:: EXERCISE AIM ::
Write out exactly, and only, the lines below from the line with "point: white panel door" through the line with "point: small framed picture"; pictures do not belong in the copy.
━━━ PROVIDED RECORDS ━━━
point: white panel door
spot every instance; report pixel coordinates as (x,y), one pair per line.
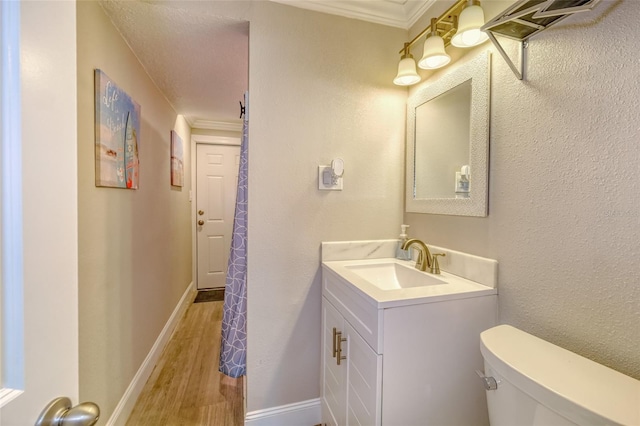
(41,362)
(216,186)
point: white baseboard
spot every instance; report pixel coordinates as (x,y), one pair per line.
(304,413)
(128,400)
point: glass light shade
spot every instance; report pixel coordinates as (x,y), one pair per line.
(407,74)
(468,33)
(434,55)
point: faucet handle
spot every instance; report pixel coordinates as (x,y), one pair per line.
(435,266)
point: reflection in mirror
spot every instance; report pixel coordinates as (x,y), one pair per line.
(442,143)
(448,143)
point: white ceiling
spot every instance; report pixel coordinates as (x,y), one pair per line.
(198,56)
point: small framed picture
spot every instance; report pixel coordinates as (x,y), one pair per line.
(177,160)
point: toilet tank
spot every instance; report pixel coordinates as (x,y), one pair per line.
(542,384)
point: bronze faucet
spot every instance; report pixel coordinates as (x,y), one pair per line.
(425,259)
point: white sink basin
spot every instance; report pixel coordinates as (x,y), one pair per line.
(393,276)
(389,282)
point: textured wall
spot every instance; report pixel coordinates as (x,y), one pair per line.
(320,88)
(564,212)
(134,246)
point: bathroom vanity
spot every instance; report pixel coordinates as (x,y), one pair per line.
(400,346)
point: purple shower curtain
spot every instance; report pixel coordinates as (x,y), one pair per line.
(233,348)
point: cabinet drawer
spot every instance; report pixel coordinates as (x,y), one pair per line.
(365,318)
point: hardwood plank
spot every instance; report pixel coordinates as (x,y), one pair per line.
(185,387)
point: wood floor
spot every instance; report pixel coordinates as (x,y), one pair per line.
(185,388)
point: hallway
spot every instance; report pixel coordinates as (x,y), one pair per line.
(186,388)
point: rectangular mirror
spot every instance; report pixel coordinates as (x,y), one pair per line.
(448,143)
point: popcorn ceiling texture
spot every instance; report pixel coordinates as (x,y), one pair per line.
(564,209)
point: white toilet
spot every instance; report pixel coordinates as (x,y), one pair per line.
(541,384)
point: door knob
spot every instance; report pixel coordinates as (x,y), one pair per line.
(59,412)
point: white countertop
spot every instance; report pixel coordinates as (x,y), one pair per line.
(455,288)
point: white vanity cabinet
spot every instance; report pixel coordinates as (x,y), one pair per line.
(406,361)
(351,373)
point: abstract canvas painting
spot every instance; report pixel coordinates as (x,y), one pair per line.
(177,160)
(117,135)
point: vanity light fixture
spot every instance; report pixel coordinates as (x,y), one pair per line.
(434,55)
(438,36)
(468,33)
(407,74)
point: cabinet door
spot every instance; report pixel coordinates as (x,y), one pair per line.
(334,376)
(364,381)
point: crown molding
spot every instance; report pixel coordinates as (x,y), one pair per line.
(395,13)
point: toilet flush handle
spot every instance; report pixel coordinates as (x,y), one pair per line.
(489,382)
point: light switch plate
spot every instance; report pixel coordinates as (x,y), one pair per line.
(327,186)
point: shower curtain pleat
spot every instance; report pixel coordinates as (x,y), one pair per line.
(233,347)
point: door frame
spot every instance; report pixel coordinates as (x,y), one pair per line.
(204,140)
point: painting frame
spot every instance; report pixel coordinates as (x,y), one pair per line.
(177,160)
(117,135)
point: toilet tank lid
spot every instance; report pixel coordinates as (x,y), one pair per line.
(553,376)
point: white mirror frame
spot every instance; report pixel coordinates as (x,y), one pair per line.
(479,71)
━━━
━━━ PROVIDED RECORDS ━━━
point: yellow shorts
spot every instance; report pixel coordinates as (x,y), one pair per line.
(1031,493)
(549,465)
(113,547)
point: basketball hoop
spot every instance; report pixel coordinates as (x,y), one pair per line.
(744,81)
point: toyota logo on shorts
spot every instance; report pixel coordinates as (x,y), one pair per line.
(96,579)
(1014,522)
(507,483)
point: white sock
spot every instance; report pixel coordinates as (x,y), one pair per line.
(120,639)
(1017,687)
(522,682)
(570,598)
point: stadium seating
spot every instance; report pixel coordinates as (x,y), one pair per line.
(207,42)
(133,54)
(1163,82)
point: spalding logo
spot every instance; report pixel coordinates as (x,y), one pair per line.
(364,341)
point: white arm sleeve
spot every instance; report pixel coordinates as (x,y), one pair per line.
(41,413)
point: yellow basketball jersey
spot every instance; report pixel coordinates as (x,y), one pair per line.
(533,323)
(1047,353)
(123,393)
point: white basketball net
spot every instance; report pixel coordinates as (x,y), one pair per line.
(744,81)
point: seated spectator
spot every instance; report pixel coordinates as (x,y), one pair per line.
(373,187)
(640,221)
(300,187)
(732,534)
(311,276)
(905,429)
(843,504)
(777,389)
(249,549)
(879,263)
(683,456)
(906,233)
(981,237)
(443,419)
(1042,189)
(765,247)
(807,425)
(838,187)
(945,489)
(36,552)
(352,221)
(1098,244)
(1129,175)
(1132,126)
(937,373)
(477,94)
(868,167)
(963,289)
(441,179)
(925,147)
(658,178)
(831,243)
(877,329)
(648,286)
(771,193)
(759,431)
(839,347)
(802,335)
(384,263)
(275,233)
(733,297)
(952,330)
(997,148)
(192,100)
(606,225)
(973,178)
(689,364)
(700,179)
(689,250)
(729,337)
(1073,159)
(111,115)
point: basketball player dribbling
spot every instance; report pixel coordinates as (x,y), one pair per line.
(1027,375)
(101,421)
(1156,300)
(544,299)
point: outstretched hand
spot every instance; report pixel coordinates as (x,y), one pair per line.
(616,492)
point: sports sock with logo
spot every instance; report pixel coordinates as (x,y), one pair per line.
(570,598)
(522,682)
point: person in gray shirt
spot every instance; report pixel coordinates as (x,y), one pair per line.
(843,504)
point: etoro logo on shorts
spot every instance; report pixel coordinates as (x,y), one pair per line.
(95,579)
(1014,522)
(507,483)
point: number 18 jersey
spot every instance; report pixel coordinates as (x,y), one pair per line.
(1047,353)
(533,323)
━━━
:: ANSWER AREA ::
point: white panel door
spot every instance; report pixel coordinates as (x,y), one pair per line.
(41,362)
(216,186)
point: white baseboard
spot every instance; report pixel coordinates as (x,y), one pair per line.
(304,413)
(128,400)
point: glass light shade
spot every instance; report pixel coordinates as (x,y), one pair per line.
(407,74)
(468,33)
(434,55)
point: faucet handle
spot every instance; report pixel coordinates as (x,y), one pair per line.
(435,266)
point: reflection in mirror
spot every instance; report pixel coordinates as (x,y), one pair per line.
(442,143)
(448,143)
point: white ceiling
spot every instance; report pixel coordinates as (x,y), one pair per line.
(198,56)
point: small framed picture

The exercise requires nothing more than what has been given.